* _Exercise goal_: Lay out the items from the start through the line containing "POLYGON ((137 341, 123" as a Markdown table with the columns Row and Line text, omitting any blank lines.

* Begin Given records *

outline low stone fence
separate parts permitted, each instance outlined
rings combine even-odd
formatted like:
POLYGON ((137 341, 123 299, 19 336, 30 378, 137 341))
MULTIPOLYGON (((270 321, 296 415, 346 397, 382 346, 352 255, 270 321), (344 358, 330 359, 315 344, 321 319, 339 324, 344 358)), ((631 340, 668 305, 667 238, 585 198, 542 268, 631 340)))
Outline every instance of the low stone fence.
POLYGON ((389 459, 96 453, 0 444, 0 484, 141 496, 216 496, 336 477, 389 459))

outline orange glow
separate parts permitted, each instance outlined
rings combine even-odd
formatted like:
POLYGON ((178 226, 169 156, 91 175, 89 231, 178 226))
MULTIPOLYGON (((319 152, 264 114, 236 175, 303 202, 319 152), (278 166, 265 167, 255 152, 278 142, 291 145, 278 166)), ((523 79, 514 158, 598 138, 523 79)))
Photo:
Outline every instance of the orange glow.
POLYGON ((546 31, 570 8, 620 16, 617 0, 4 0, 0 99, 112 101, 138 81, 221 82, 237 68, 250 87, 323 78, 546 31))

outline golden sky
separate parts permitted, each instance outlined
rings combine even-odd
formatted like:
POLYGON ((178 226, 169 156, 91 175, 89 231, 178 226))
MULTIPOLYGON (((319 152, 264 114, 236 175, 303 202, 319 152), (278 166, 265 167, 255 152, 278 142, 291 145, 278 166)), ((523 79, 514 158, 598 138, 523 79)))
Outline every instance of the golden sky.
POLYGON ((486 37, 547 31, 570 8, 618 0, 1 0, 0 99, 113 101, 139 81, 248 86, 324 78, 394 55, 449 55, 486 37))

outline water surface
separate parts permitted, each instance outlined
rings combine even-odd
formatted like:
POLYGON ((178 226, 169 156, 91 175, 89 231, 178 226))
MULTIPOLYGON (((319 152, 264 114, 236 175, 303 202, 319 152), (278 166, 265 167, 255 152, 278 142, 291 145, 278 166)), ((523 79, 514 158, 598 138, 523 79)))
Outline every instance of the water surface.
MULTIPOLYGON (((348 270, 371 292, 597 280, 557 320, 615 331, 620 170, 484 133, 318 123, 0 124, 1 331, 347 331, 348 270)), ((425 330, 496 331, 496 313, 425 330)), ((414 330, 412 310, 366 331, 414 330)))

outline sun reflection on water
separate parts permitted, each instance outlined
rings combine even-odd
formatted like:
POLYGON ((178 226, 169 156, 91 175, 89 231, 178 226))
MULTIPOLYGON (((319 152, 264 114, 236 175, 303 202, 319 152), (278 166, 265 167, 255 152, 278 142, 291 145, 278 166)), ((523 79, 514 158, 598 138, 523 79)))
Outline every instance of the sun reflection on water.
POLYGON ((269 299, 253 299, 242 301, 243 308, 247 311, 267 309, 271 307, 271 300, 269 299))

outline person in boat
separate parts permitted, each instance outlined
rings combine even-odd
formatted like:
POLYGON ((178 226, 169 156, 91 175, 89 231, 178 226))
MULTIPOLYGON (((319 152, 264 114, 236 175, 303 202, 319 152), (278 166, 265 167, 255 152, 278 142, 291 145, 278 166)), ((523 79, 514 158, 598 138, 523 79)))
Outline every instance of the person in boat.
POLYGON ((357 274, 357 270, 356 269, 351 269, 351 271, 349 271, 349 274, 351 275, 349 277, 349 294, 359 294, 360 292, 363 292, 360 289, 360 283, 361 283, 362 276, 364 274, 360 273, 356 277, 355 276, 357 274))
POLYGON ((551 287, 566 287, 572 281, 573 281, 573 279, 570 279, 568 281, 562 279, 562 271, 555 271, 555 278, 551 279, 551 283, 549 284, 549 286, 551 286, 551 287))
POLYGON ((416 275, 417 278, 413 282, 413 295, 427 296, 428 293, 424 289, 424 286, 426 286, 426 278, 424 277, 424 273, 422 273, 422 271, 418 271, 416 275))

* End Given records *

* _Reply to the task_:
| Row | Line text |
|---|---|
| 1 | outline low stone fence |
| 2 | separate parts permitted, each instance outlined |
| 3 | rings combine even-odd |
| 4 | formatted like: |
| 5 | POLYGON ((137 341, 123 299, 19 336, 30 378, 137 341)) |